--- What the task requires ---
Transcribe all of the material exactly. Any picture in it should be left out.

--- Information provided ---
..........

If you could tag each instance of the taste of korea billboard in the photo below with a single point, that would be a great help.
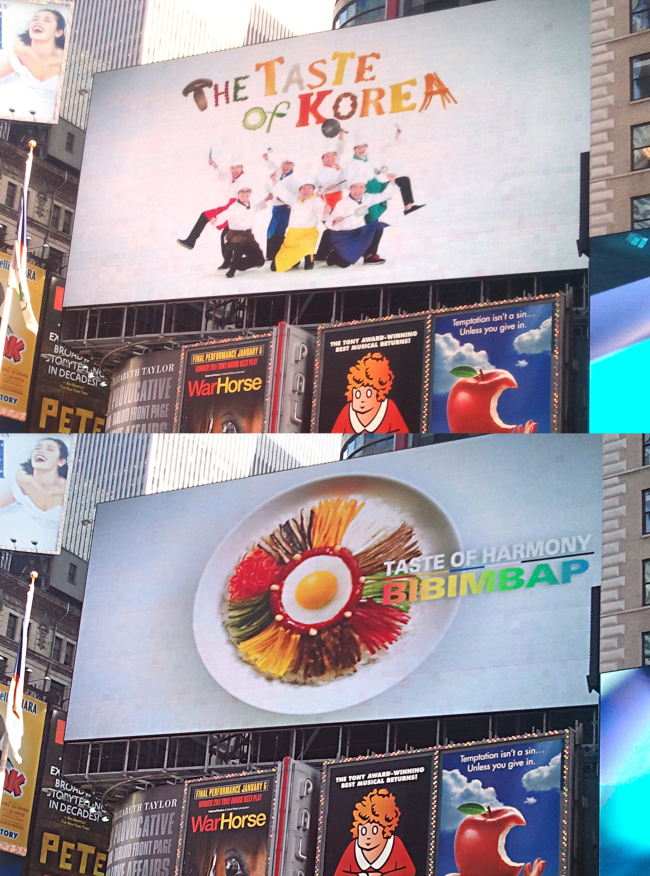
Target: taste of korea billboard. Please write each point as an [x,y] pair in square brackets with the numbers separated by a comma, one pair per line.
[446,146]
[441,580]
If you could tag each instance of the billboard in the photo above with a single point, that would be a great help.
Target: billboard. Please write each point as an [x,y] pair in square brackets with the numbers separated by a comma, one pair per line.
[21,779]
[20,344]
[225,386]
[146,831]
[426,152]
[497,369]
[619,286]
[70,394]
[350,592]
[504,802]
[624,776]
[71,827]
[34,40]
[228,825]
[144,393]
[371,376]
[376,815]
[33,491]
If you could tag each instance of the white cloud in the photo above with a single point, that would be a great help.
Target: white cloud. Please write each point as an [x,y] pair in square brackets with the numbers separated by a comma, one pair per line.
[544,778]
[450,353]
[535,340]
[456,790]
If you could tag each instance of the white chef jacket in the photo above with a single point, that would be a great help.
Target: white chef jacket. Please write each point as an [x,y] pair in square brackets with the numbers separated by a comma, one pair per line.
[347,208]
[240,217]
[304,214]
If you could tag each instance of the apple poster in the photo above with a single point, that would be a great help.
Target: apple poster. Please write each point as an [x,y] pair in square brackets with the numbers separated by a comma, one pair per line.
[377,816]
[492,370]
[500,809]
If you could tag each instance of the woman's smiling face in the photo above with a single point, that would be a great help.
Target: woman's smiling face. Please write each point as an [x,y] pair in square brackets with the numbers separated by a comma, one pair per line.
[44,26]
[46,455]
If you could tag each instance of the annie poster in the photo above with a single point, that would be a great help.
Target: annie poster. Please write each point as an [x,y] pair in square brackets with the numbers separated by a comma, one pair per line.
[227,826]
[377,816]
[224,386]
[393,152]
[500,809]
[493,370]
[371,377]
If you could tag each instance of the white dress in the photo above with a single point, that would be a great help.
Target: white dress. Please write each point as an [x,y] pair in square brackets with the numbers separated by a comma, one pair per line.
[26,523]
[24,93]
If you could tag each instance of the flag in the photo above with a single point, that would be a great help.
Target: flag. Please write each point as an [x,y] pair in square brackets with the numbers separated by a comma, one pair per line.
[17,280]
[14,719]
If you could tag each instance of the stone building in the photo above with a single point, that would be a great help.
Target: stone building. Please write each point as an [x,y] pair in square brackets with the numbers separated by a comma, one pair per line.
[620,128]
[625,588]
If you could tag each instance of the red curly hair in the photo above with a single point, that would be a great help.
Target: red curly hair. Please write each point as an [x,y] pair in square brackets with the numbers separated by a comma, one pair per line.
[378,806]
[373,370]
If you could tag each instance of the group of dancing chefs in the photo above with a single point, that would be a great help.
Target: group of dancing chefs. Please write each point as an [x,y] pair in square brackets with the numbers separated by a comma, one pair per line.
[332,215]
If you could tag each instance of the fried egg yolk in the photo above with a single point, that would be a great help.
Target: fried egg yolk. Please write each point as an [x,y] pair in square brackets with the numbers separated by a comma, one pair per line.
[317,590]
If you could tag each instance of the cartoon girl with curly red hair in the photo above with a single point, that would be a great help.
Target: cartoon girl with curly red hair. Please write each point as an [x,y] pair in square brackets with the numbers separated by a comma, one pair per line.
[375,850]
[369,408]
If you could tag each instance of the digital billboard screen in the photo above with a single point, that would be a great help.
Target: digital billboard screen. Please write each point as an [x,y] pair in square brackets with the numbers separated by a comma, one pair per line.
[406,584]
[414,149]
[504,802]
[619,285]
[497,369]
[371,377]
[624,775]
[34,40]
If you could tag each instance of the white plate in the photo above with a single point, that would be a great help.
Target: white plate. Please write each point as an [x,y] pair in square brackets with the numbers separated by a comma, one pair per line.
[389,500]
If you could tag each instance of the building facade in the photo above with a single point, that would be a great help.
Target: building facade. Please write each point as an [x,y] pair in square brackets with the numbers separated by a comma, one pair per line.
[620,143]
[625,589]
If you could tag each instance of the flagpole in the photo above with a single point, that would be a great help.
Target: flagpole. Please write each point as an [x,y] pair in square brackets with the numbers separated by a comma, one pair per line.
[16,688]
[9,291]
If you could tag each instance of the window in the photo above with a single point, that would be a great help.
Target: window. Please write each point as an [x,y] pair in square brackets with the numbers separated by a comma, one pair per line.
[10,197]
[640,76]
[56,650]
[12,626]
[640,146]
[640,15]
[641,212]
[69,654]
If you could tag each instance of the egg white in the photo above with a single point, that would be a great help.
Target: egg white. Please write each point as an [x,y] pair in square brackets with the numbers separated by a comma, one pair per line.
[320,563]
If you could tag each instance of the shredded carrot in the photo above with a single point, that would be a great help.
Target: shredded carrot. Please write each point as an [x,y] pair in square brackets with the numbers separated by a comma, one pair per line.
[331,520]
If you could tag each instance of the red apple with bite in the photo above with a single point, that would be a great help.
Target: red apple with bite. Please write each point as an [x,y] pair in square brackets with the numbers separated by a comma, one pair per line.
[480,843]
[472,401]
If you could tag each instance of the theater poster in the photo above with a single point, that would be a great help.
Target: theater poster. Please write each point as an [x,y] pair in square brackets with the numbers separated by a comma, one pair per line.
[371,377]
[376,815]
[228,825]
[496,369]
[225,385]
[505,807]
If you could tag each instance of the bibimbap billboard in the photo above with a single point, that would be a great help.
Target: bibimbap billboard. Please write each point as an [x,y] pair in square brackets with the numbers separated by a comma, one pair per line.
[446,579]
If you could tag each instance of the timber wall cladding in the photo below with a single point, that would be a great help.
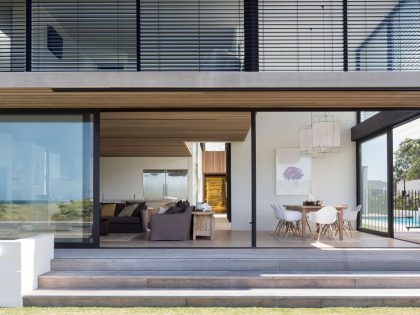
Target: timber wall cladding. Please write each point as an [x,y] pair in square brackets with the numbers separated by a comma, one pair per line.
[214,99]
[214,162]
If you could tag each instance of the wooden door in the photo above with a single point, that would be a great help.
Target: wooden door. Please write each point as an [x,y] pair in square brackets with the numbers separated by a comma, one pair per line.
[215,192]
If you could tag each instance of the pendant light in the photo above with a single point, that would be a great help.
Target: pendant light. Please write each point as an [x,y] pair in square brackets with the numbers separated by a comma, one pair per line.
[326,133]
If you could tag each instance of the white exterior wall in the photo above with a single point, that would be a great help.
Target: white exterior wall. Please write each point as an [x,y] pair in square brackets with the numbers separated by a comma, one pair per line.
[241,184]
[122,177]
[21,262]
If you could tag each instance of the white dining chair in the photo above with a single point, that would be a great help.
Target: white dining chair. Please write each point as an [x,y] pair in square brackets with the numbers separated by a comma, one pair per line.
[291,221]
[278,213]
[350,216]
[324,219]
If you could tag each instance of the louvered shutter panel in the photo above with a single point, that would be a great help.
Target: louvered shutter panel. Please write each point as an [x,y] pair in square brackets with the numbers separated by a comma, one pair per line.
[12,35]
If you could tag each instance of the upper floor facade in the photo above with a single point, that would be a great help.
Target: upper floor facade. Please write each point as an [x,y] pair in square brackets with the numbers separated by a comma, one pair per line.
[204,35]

..........

--- Solution to the problem ---
If you could tag each instance of the taste of korea billboard in the photo below with a single point, that would be a great help.
Target: taste of korea billboard. Please write each point as an [x,y] pair in square brackets with the numbers separated by a comma, one pair per line.
[446,146]
[441,580]
If you could tag each instance of the billboard in the photo above with a single point, that would be a great help.
Target: billboard. Please write each point as an [x,y] pair in square brackets with the numbers separated by a comma, one pair per line.
[21,779]
[20,344]
[225,386]
[146,831]
[426,152]
[497,369]
[619,286]
[70,394]
[350,592]
[504,802]
[624,776]
[71,827]
[34,40]
[228,825]
[144,393]
[371,376]
[376,815]
[33,491]
If you could tag each instance of the white cloud in the photo above with a single point, that would be a great help.
Target: white cloud. Please write each point as an [x,y] pair in square brackets with the numbers separated by a comma, one pair per line.
[544,778]
[450,353]
[535,340]
[456,790]
If you could tag each instance of the white chef jacket in the photo above with a single point, that would be a great help.
Target: white chef jacket. Please write each point as an [x,y] pair in square brackets with the numbers separated by a comma, one pair per line.
[347,208]
[240,217]
[304,214]
If you could tag each instance of the apple poster in the photo above with a single point, that would be a great help.
Target: apple poster. Please write each point as an [x,y] pair in square brackets with the numbers separated by a comma, one pair per line.
[377,816]
[492,370]
[500,809]
If you could tag each instance of the woman's smiling face in the photo above with a single point, that would be a great help.
Target: woman's smiling face. Please write each point as an [x,y] pair in square brackets with the numbers separated by a comma, one pair per line.
[44,26]
[46,455]
If you could tag each instance of the annie poster in the photo above with a single point, that would be a great help.
Target: annie poster. Please write each point as an [x,y] pair in square brackets with the numbers separated by a comma, one pair per line.
[227,826]
[377,816]
[224,386]
[393,152]
[500,809]
[493,370]
[371,377]
If you could tag each instance of the white dress in the photo above with a single point, that would be a great help.
Target: white dress. Please write each point as an [x,y] pair in square brackets with the numbers separated by a comma, one pair per line.
[26,523]
[24,93]
If you could tag each instance of the flag in the photo above with a single point, that would be a great help.
Target: flag. Please write each point as an [x,y] pair in square brackets with the numbers separated by a comma, one pair per line.
[17,280]
[14,719]
If you could tag each instance of the stone building in the photo above with a single point, that would be a great help.
Target: stone building. Please write each point as an [x,y] pair in square brackets with the numbers separated by a comma, one pair per line.
[620,128]
[625,588]
If you could tag each instance of the red curly hair in the photo above with a single point, that would be a great help.
Target: red curly hair. Please write each point as an [x,y] pair in square brackets with the numbers separated by a comma, one pair per line.
[378,806]
[373,370]
If you could tag each instance of the group of dancing chefs in the photo above with a single point, that would be a great help.
Target: group of dancing chefs. Please write each point as an [x,y] pair in square brackets with the numbers separated by a comma, one pair per line.
[332,215]
If you could tag each instance of the fried egg yolk in the photo above with a single point, that would be a great help.
Target: fried egg yolk. Please write each point as an [x,y] pair in square brackets with the numbers separated by a comma, one pair per line.
[317,590]
If you could tag each instance of the cartoon girl with curly red hair in the photo above with a single point, that would be a great help.
Target: cartoon girl with curly red hair. Please write each point as an [x,y] pair in square brackets with the numbers separated by a comma, one pair per line.
[375,850]
[369,408]
If you could tag each instance of the digital billboard screen in the photo above with a single point, that would be a great help.
Target: digital billboard screen. Please write each point as an [x,y] pair in square brackets with the numbers separated by a comma, one pair per line.
[406,584]
[414,149]
[504,802]
[619,285]
[497,369]
[371,377]
[624,775]
[34,40]
If you could tag each instance of the white plate in the photo above with a single point, that would be a great help.
Target: white plate. Please write each point as an [x,y] pair in square brackets with the numbers separated by a comma, one pair per line.
[389,500]
If you could tag each instance of the building facade in the photo above with a single point, that would be a great help.
Target: building facade. Please write each point as an [x,y] pair in square brackets with the numbers separated by a comma, one pair per line.
[620,143]
[625,589]
If you could tag each instance of the flagpole in the photo above with a single point, that would be a great help.
Target: flagpole. Please write each point as an [x,y] pair in square brackets with the numbers separated by a comma, one pair per line.
[16,688]
[9,291]
If you could tag each instance of the window in the photo above with a single point, that would be a great help.
Target: window. Please write each point as an [x,y] pair in square brackets with the numbers separated by a comma, one pair per line.
[10,197]
[640,76]
[56,650]
[12,626]
[640,146]
[640,15]
[641,212]
[69,654]
If you could tag each instance of the egg white in the photo above with a single point, that would be a great help.
Target: egg white. Please write each point as an [x,y] pair in square brackets with the numbers separated by a comma, one pair per line.
[320,563]
If you could tag each instance of the shredded carrot in the photo above with a single point, that would be a great help.
Target: shredded carrot. Please write each point as an [x,y] pair in square brackets with the numbers separated by a comma, one pair per line.
[331,520]
If you could tag each instance of the red apple with bite in the photo above with a single point, that would be a great help.
Target: red apple with bite. Please write each point as an [x,y] pair in square brackets with the numbers separated by a comma, one pair per line.
[480,843]
[472,401]
If you could tag each instance of the theater poster in the photo above with a single point, that would be a great help.
Target: theater poster. Please write each point as an [x,y] pair in square brackets with the numbers separated by a comma, one pair per line.
[371,377]
[376,815]
[228,825]
[496,369]
[225,385]
[505,807]
If you could tag each instance of the bibimbap billboard in the photo above with a single point, that would be a great help.
Target: bibimbap billboard. Please write each point as an [x,y] pair in square brackets with the numbers separated by a comma, one pair per line.
[446,579]
If you could tag each instance of the timber wall cladding in the photo below with a single point, that would be a great help.
Target: timber wall cladding. Please write each point as an [x,y] pair in square brackets with the numbers separated by a comma, one pair per line.
[214,99]
[214,162]
If you could tag each instance of the wooden door in the photo above with a single point, that would be a great help.
Target: wooden door. Please write each point as an [x,y] pair in square brackets with the numbers separated by a comma, one pair per line.
[215,192]
If you could tag each instance of the pendant light in the photo above with a single point, that would be a great help.
Target: pendant light. Please write each point as an [x,y] pair in square brackets with the numbers separated by a comma, one pair per line.
[326,133]
If you could tag each instance of the white exterior wall in the photo above with a single point, that would be a great help.
Target: white exterior wall. Please write each point as an [x,y] pair in square brackets with the numbers separated by a comma, one pair per line.
[241,184]
[122,177]
[21,262]
If you could tag each instance of the white dining chair in the photo above with a single point, that would be a great help.
Target: white dining chair. Please write each point as an [x,y] pair in square brackets with the numbers separated by a comma, one pair per line.
[291,221]
[278,213]
[350,216]
[324,219]
If you could tag each instance of the louvered shutter panel in the photo above with a single point, that would be a great help.
Target: louvered shutter panel. Please write each point as an [x,y] pair in square brackets with the numbers separated by a comma, one pair per line.
[12,35]
If you could tag each instance of the upper floor facade in the photo above with a single point, that would be a great help.
Target: upper floor facade. Please write each point as an [x,y] pair in square brackets with the numbers separated by a comma, one pair per line.
[204,35]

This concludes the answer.